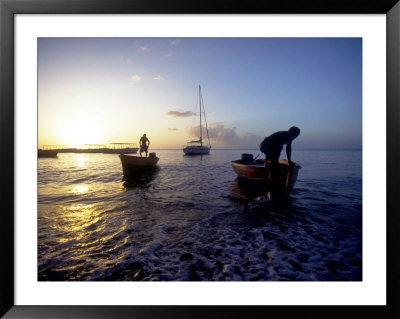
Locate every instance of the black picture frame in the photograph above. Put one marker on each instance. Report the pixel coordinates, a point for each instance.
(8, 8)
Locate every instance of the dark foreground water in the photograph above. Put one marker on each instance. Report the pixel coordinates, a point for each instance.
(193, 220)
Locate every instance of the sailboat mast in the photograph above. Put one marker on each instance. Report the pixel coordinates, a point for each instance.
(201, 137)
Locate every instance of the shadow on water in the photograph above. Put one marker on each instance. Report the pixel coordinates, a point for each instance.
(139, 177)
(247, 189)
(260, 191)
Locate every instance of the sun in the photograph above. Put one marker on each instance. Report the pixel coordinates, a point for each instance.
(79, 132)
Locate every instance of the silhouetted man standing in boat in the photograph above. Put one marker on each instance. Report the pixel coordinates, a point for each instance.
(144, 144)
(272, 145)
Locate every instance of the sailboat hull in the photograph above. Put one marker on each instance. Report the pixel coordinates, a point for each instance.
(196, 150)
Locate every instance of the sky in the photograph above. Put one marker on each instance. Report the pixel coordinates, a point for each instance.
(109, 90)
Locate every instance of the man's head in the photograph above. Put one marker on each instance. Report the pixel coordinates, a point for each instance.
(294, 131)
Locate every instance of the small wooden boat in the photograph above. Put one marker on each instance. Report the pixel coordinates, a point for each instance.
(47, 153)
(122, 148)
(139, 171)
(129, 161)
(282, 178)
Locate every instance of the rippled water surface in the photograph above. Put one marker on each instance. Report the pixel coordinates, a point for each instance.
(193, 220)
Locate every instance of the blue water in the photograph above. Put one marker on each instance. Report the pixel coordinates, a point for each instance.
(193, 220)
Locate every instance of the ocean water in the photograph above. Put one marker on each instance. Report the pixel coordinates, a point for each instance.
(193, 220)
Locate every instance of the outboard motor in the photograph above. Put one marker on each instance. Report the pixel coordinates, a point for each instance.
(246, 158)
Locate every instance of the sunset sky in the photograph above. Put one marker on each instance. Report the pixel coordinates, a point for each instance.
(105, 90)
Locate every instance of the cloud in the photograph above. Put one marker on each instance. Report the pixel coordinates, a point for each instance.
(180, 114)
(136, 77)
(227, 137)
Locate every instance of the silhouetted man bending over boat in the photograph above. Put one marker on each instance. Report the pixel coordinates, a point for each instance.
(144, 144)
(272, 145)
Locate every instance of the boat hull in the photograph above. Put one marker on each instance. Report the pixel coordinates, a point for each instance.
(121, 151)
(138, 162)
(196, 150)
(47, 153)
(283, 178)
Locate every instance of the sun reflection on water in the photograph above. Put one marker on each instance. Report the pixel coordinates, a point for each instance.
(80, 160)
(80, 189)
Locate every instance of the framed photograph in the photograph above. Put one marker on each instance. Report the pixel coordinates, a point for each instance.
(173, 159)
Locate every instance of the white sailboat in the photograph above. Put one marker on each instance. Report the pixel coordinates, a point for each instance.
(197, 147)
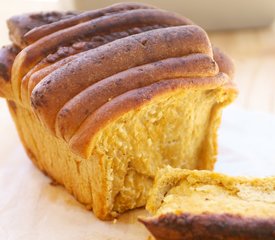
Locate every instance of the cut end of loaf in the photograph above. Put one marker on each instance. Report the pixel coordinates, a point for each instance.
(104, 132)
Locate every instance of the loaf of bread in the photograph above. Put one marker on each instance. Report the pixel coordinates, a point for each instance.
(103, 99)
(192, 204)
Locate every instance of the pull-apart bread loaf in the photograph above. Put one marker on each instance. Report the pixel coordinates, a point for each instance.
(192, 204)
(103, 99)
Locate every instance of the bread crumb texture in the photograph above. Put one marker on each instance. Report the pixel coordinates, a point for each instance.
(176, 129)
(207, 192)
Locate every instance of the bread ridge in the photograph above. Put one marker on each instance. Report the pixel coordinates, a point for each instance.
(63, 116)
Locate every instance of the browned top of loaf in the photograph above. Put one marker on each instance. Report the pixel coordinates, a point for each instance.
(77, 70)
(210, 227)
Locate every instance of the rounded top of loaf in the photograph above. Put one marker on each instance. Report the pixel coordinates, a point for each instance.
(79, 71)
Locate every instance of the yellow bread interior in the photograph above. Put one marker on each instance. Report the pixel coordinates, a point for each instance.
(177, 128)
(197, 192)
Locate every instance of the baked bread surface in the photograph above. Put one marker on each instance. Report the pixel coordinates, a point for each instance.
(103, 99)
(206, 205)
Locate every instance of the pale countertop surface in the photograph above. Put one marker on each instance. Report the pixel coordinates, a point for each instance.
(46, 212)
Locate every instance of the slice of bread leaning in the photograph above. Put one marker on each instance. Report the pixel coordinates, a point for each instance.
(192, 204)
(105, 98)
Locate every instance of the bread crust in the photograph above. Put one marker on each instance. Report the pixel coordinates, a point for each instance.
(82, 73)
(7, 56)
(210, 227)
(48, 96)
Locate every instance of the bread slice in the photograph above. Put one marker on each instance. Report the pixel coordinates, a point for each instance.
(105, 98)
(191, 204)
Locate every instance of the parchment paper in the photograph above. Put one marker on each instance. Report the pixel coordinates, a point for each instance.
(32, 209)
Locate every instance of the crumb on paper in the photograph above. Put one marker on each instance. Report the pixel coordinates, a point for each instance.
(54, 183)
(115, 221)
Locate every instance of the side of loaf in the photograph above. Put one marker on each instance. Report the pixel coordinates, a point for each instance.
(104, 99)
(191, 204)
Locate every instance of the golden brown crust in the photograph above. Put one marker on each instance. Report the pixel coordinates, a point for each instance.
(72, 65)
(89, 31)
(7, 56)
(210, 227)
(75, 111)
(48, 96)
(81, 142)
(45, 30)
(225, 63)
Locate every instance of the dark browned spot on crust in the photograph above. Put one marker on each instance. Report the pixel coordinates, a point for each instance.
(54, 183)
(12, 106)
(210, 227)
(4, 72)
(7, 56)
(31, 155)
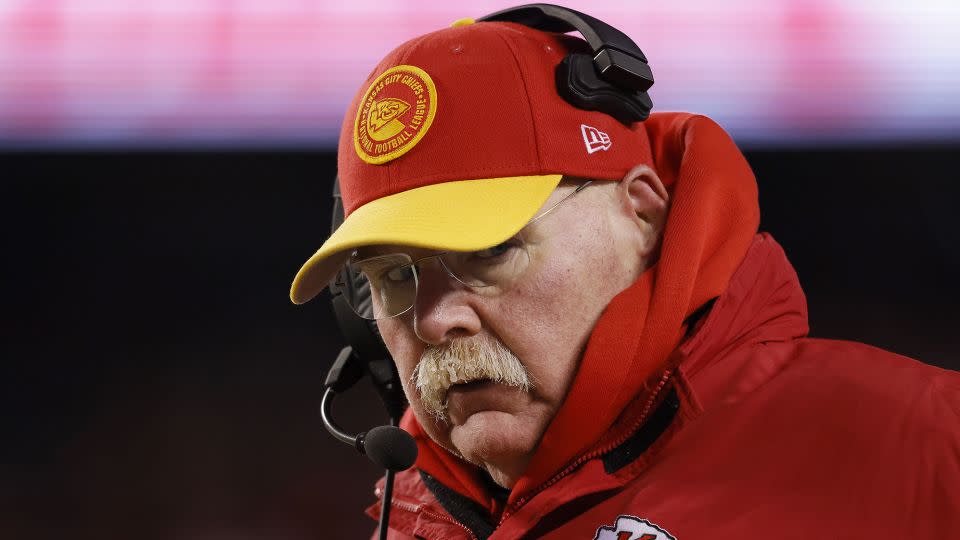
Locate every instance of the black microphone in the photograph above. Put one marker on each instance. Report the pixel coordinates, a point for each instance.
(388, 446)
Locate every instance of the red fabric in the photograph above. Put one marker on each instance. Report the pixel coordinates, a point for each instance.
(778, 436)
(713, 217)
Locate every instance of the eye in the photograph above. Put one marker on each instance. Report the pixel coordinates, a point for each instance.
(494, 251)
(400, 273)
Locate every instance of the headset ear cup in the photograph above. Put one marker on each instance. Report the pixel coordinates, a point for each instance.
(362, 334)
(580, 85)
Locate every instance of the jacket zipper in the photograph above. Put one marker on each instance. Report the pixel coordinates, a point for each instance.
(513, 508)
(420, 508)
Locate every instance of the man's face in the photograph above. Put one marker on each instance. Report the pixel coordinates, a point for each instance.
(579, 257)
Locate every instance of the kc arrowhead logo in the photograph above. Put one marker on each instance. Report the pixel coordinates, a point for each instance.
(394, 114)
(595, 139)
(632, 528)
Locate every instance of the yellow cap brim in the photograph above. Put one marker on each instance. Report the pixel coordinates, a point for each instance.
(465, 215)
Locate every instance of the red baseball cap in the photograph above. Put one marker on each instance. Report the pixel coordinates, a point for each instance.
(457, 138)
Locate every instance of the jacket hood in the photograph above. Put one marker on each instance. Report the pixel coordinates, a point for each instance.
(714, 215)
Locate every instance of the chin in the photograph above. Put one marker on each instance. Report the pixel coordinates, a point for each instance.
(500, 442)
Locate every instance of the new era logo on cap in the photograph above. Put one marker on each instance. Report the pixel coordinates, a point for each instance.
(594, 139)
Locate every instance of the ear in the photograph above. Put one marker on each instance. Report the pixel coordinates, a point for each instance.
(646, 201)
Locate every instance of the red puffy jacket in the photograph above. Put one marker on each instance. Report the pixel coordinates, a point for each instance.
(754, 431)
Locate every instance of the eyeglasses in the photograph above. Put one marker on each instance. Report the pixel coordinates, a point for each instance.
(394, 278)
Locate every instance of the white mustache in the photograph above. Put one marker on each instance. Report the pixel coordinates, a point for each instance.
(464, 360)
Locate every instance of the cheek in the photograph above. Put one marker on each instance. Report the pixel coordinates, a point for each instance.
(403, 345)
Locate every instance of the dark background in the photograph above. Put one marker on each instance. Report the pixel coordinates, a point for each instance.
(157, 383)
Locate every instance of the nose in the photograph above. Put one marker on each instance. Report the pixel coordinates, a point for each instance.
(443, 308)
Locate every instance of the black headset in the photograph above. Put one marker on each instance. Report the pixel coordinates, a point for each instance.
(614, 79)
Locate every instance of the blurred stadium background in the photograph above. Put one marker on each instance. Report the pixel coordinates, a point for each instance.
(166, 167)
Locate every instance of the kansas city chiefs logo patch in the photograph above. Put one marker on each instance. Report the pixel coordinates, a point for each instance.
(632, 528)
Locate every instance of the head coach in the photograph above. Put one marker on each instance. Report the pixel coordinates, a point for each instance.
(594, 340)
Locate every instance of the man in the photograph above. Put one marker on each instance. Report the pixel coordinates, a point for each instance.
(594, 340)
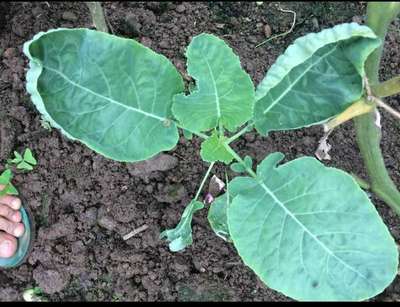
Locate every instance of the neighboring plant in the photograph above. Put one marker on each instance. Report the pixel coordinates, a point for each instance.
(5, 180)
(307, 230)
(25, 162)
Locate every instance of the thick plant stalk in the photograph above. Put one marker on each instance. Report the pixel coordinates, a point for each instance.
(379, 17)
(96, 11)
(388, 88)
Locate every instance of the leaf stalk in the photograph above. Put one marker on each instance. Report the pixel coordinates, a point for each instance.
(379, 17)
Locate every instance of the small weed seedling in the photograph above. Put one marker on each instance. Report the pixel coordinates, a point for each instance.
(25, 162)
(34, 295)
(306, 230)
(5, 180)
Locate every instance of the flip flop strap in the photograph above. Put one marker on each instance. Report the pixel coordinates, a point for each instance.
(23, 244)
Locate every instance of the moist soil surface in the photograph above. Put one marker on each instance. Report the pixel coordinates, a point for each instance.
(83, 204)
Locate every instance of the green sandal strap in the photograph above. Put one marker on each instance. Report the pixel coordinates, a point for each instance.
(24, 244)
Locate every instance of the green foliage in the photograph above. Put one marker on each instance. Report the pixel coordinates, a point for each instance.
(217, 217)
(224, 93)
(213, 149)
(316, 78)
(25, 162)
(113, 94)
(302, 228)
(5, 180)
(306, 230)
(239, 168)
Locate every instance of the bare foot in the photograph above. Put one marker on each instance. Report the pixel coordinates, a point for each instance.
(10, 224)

Work task ▸ Output only a verbatim copy of the lines spanning from the line that contains "Locate every instance of the thick" to the end of the records above.

Response to this task ▸
Locate every instance of the thick plant stalk in the photograph above. Put one marker on each instance. Report the pixel coordinates, a point for each instance.
(379, 17)
(96, 11)
(388, 88)
Locate every instance of the leaf stalk in the photograph above. Put one marker on each instance. Report the pixel coordinates, a point for each instance.
(379, 17)
Locate every instance of the small weed seedling in the photograph above. Put one marker on each instance. Report the pixel coordinates, a point for each instance.
(25, 162)
(34, 295)
(306, 230)
(5, 180)
Locate every instance of the flip flop strap in the photograph above. Put one marker on each instance. Report the pixel coordinates, a point for each instance.
(23, 244)
Locate every instance of the moist soil surface in the photograph above. Put one marker on each instance. Report the pixel coordinates, a point for each instance.
(83, 204)
Locate every instance of the green sandal strap in the photograph above. Put one marker on each instance. Report the pixel coordinates, a point for each instance.
(24, 244)
Locate every instance of the green foliage in the photograph above. Put one marker on each instance. Report the pixel coordinates, a point for each instance.
(217, 217)
(224, 93)
(213, 149)
(316, 78)
(25, 162)
(113, 94)
(302, 228)
(5, 180)
(306, 230)
(239, 168)
Locate every instance of the bare foot in the photograph above. Put one marker on each instance. Report the pixel coordinates, a point for each instance.
(10, 224)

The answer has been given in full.